* _Exercise objective_
Extend the personal account of attending the College Art Association conference across three years of cancer diagnosis and treatment, beginning immediately after its final sentence.

* _Excerpt provided_
I just returned from the College Art Association conference. It was at this confetence two years ago that I got my first indication that I had cancer. My dermatologist’s office called me wanting me to come in to the office as soon as I possibly could to discuss the growth removed the previous week. I’m not stupid. I knew what it meant.
Despite this, I was able to give my panel presentation. Functional denial is an incredibly powerful force.
Last year I was deep in the middle of the worst of the side effects. I was barely able to travel. And I was staying with K with whom things were strained and tensions high because of how bad shape I was in the last time I visited. I skipped nearly the whole conference, only showing up to moderate my panel. And i took cabs to and from, despite the fact that where i was staying was on the same subway line as the conference. I remember walking around the LA convention center baffled and exhausted — trying to find the room where we were supposed to speak.
This year was starkly different. I was only in for two days of the four day conference but I went to many panels and was actively engaged in the conversation. My presentation was full of energy. And I really felt good.

* _Record set_
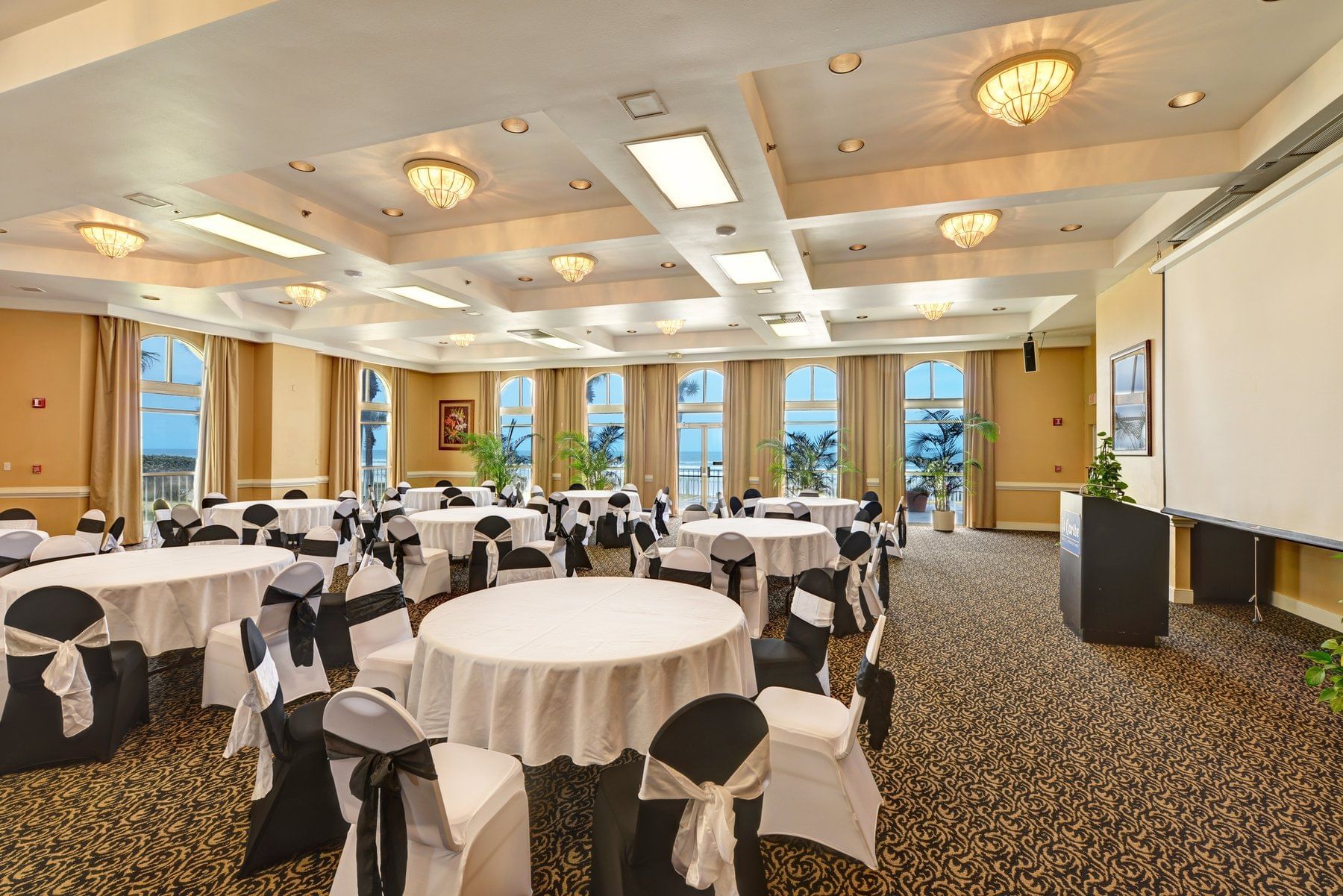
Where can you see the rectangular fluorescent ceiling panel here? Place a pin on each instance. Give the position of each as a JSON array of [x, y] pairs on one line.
[[426, 296], [686, 168], [748, 268], [787, 324], [248, 236]]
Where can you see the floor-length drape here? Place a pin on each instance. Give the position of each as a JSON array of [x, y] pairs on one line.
[[651, 429], [342, 465], [114, 463], [982, 495], [399, 439], [219, 419], [752, 410]]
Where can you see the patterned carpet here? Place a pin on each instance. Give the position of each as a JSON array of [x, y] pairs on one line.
[[1021, 761]]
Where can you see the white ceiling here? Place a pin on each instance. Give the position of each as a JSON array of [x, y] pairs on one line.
[[207, 109]]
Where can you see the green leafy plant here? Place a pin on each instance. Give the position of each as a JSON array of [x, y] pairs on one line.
[[590, 460], [1103, 476], [801, 461]]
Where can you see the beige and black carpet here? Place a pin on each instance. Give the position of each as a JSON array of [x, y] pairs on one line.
[[1021, 761]]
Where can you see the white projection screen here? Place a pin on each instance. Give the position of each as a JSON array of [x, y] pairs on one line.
[[1255, 369]]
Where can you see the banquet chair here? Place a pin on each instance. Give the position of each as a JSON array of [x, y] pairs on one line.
[[465, 829], [215, 535], [295, 809], [381, 636], [40, 726], [525, 565], [799, 660], [821, 786], [16, 547], [288, 619], [492, 538], [423, 571], [60, 547], [639, 806], [90, 528], [736, 577], [686, 566]]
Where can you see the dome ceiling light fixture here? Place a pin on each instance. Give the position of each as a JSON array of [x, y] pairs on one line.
[[968, 229], [307, 295], [933, 310], [574, 266], [112, 241], [1022, 89], [441, 183]]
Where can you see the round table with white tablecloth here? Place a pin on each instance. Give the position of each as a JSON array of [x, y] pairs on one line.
[[783, 547], [416, 500], [295, 515], [453, 528], [582, 668], [832, 513], [164, 598]]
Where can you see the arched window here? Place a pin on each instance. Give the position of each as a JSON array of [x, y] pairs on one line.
[[516, 410], [812, 421], [700, 437], [171, 377], [606, 421], [375, 417], [935, 409]]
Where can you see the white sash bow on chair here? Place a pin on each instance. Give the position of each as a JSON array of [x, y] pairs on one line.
[[65, 676], [248, 730], [704, 850]]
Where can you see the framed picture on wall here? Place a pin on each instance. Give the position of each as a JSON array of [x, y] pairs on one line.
[[1131, 399], [456, 419]]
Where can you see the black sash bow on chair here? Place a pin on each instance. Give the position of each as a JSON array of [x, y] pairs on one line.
[[375, 781]]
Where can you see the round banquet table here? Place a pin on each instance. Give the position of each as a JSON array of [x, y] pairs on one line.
[[164, 598], [295, 515], [453, 528], [783, 547], [829, 512], [582, 668], [418, 500]]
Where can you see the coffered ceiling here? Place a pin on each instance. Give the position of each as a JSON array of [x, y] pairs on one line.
[[206, 110]]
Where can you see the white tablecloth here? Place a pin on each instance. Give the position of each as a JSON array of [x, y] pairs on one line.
[[453, 528], [829, 512], [783, 547], [295, 515], [418, 500], [582, 668], [164, 598]]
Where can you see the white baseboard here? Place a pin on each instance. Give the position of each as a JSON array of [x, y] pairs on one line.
[[1326, 617]]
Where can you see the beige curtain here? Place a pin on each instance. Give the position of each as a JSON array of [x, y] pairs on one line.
[[399, 384], [871, 392], [752, 410], [982, 498], [651, 446], [114, 464], [219, 419], [342, 465]]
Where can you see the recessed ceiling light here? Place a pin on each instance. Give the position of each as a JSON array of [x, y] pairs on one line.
[[426, 296], [686, 168], [246, 234], [748, 268], [845, 62], [1186, 98]]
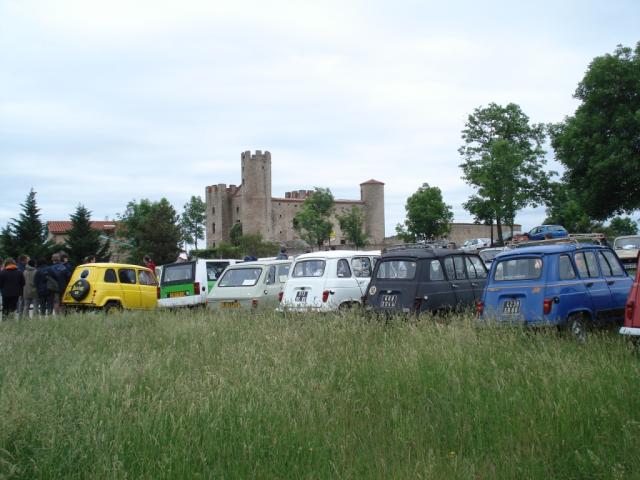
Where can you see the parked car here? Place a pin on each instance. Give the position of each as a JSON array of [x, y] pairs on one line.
[[476, 244], [187, 284], [325, 281], [544, 232], [572, 286], [109, 287], [251, 285], [415, 280], [627, 249], [631, 324]]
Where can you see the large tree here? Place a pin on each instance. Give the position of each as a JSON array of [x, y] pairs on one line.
[[192, 221], [504, 161], [28, 234], [312, 221], [599, 145], [152, 228], [82, 240], [428, 217]]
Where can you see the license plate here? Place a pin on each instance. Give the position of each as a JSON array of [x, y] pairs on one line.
[[234, 304], [388, 301], [511, 307]]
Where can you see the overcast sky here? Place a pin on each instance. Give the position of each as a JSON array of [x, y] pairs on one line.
[[103, 102]]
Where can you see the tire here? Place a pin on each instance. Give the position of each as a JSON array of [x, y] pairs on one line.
[[80, 289], [112, 307]]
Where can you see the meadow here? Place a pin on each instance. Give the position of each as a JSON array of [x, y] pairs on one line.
[[193, 395]]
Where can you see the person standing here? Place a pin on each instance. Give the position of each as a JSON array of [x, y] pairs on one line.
[[11, 283], [29, 292]]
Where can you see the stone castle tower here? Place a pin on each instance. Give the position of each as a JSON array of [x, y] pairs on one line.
[[252, 205]]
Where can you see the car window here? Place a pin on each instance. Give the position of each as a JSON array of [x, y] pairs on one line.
[[400, 269], [613, 263], [145, 278], [518, 269], [127, 275], [110, 276], [565, 268], [343, 269], [240, 277], [309, 268], [361, 266]]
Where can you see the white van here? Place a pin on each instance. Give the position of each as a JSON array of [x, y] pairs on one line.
[[186, 284], [250, 285], [326, 281]]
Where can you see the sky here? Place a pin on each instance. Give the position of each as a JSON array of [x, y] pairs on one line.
[[104, 102]]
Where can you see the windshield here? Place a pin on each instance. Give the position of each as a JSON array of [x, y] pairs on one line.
[[627, 243], [240, 277]]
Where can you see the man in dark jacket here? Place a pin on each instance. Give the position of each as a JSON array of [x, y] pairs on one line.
[[11, 283]]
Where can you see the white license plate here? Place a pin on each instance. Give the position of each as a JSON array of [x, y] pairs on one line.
[[511, 307], [388, 301]]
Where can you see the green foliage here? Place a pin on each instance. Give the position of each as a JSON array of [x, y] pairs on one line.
[[28, 234], [312, 221], [428, 217], [352, 225], [83, 241], [192, 221], [599, 145], [153, 229], [503, 160]]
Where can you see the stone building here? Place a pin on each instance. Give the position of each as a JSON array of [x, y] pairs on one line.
[[252, 205]]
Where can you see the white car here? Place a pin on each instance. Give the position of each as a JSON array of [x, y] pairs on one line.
[[326, 281], [250, 285]]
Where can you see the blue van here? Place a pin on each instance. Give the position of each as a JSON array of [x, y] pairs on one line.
[[574, 286]]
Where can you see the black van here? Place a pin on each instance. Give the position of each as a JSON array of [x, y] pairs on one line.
[[417, 278]]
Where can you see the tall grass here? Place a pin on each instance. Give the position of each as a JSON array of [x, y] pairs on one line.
[[187, 395]]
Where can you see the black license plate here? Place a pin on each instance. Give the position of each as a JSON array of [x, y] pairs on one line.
[[511, 307], [388, 301]]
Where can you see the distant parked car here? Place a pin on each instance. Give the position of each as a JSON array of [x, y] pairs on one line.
[[544, 232], [416, 280], [572, 286]]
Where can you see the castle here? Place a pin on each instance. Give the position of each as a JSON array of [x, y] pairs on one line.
[[252, 205]]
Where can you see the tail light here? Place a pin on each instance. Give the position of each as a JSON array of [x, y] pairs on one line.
[[628, 311]]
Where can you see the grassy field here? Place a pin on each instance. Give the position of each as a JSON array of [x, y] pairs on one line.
[[188, 395]]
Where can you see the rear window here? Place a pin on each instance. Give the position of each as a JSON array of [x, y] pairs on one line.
[[240, 277], [399, 269], [518, 269], [309, 268]]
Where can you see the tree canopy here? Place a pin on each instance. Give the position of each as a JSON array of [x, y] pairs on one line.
[[312, 221], [428, 217], [504, 161], [599, 145]]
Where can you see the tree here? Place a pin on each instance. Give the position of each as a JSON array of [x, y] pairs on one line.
[[428, 217], [153, 229], [352, 224], [504, 160], [599, 145], [82, 240], [28, 234], [192, 221], [312, 221]]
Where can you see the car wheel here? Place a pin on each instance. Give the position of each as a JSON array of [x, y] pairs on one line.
[[577, 327], [80, 289], [112, 307]]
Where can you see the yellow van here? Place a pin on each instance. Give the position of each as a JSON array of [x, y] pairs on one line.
[[111, 286]]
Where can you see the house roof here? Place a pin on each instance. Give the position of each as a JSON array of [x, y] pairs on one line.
[[60, 227]]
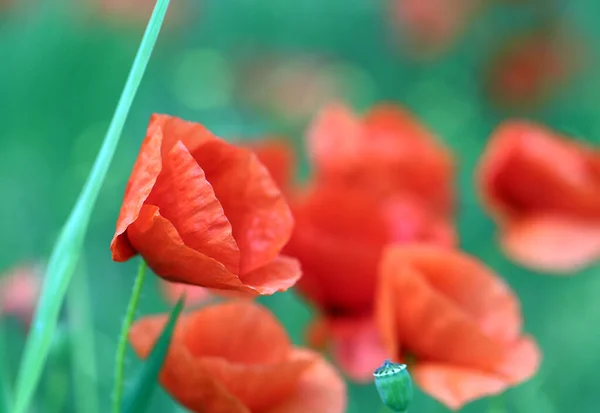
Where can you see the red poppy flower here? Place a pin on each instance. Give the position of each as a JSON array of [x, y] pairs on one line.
[[544, 191], [19, 291], [530, 67], [385, 152], [278, 157], [204, 212], [367, 192], [218, 363], [458, 320]]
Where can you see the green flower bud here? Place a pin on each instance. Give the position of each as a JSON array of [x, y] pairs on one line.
[[394, 385]]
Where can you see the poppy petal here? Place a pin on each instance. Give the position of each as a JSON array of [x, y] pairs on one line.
[[278, 157], [357, 347], [259, 214], [193, 135], [278, 275], [456, 386], [143, 177], [320, 390], [430, 322], [258, 386], [158, 240], [187, 381], [187, 200], [553, 244], [248, 327]]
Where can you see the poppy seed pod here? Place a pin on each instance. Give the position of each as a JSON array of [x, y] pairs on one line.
[[394, 385]]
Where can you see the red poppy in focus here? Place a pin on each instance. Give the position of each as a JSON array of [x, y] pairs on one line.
[[543, 189], [219, 362], [204, 212], [19, 291], [432, 26], [372, 187], [457, 320], [530, 67]]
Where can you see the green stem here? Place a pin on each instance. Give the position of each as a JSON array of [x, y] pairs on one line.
[[83, 353], [122, 346], [64, 257]]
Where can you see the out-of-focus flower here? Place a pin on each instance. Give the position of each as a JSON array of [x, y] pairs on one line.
[[394, 385], [370, 189], [457, 319], [219, 362], [430, 27], [386, 152], [19, 290], [531, 67], [204, 212], [544, 191]]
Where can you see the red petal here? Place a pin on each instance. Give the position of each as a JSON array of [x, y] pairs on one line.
[[452, 309], [320, 390], [159, 243], [186, 199], [357, 347], [553, 244], [259, 215], [143, 177]]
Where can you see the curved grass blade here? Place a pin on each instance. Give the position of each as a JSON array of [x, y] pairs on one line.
[[137, 399], [66, 251], [83, 353]]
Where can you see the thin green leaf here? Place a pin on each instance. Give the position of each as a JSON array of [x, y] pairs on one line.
[[137, 399], [83, 353], [66, 251], [5, 392], [122, 345]]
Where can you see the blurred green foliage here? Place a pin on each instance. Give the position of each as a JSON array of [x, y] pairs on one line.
[[62, 69]]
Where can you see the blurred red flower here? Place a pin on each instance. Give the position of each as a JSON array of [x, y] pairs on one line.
[[219, 362], [372, 186], [530, 67], [204, 212], [457, 321], [544, 191], [432, 26], [19, 291]]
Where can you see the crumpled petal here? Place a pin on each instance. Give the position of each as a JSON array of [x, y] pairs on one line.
[[278, 157], [259, 214], [452, 308], [320, 390], [186, 199], [143, 177], [218, 362], [553, 244], [156, 239], [236, 331]]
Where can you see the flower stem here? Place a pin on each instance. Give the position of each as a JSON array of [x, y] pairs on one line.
[[122, 345]]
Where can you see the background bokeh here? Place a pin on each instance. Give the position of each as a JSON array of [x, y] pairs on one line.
[[249, 69]]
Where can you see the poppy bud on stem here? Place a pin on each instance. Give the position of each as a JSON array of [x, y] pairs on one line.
[[394, 385]]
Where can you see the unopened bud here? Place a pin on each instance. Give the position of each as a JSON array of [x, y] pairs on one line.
[[394, 385]]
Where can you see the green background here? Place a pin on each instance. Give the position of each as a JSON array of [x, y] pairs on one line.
[[62, 67]]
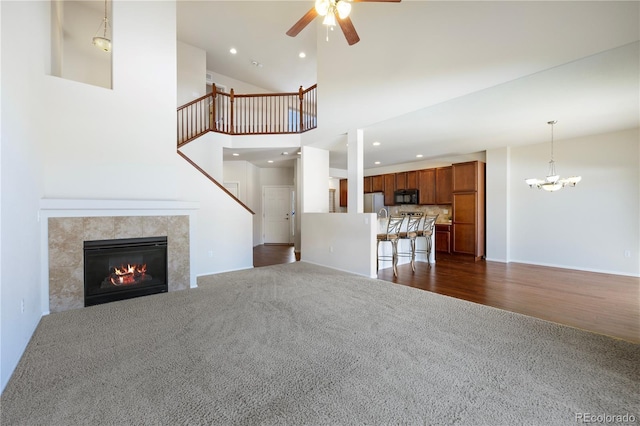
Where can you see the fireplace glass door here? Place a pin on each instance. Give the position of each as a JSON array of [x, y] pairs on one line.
[[124, 268]]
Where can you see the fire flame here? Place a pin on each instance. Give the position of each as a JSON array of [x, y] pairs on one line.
[[130, 274]]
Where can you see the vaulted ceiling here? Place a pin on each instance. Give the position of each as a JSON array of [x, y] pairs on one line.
[[436, 78]]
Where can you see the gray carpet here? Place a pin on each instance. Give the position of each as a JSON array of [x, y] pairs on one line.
[[300, 344]]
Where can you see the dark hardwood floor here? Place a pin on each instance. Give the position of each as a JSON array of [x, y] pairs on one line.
[[601, 303]]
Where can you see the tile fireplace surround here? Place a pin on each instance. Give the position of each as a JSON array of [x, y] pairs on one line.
[[66, 231]]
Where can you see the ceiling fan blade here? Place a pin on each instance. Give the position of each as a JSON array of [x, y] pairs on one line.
[[349, 30], [303, 22]]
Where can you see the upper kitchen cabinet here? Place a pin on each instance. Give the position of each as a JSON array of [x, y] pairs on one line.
[[343, 192], [407, 180], [467, 176], [389, 189], [377, 183], [444, 185], [367, 184], [427, 186]]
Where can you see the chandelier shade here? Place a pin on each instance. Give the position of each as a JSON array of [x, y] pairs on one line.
[[553, 182], [103, 42]]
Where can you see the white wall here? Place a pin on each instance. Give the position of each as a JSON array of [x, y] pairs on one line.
[[98, 141], [192, 68], [251, 180], [276, 176], [238, 86], [24, 61], [498, 179], [68, 140], [223, 227], [588, 227], [76, 58], [349, 246], [315, 180]]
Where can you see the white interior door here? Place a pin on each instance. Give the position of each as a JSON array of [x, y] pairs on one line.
[[277, 211], [232, 187]]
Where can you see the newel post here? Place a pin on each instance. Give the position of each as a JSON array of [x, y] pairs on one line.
[[301, 96], [212, 109], [232, 107]]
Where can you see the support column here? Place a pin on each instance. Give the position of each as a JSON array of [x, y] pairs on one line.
[[355, 171]]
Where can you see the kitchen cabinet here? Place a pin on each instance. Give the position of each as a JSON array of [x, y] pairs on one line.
[[407, 180], [444, 185], [389, 189], [377, 183], [367, 184], [466, 176], [427, 186], [469, 209], [401, 180], [443, 238], [412, 179], [343, 192]]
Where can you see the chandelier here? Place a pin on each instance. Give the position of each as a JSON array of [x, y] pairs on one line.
[[102, 42], [553, 182], [329, 9]]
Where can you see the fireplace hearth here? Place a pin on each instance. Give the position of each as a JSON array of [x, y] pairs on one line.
[[121, 269]]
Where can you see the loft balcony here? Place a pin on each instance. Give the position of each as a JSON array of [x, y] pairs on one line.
[[248, 114]]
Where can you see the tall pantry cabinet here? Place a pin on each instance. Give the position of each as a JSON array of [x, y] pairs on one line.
[[469, 209]]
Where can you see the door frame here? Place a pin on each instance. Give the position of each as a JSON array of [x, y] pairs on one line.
[[291, 210]]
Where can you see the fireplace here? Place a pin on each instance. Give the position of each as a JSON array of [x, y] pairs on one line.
[[124, 268]]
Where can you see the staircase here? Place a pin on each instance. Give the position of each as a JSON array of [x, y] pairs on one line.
[[252, 114]]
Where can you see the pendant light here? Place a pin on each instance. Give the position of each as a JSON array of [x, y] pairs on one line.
[[103, 42], [552, 182]]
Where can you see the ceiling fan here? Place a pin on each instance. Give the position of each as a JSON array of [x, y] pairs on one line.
[[333, 10]]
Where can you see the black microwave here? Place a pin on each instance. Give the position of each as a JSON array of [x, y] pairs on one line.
[[406, 196]]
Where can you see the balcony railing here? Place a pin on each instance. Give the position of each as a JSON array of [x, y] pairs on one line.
[[253, 114]]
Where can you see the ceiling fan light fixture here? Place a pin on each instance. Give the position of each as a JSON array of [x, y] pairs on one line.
[[102, 43], [322, 7], [344, 8], [330, 19]]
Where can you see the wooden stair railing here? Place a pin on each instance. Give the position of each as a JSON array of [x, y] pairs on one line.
[[208, 176], [248, 114]]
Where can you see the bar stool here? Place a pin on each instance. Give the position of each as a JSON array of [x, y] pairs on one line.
[[392, 235], [411, 233], [427, 231]]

* _Answer area_
I’m ten days from my official cancerversary of February 22nd. But in a way the conference is a premonition of my milestone, much like the first phone call during the conference was a harbinger of the turmoil and illness to follow.
I get my two-year scans on the 18th and I meet with my dermatologist on the 22nd exactly two years from when I was in his office and he broke the bad news to me. Two years is a really significant point in the timeline. My understanding is that most melanoma reoccurs at around 18 months. That is where the graph peaks. And it dips pretty agressively around 24 months. The curve never drops to zero, so the calculus means the area under the curve ends up adding up when you factor in a lifetime along the x-axis, but it is as close as it is going to get.
I am mostly excited and relieved, but a small part of me is waiting to exhale until after the results of the scans come back. I fully expect them to be negative, but then I was also sure that my sentinel lymph node biopsy would be negative: the odds were 85% that it would be negative and only a 15% chance that it would have made it to my lymph nodes. And yet it was there, 15% be damned.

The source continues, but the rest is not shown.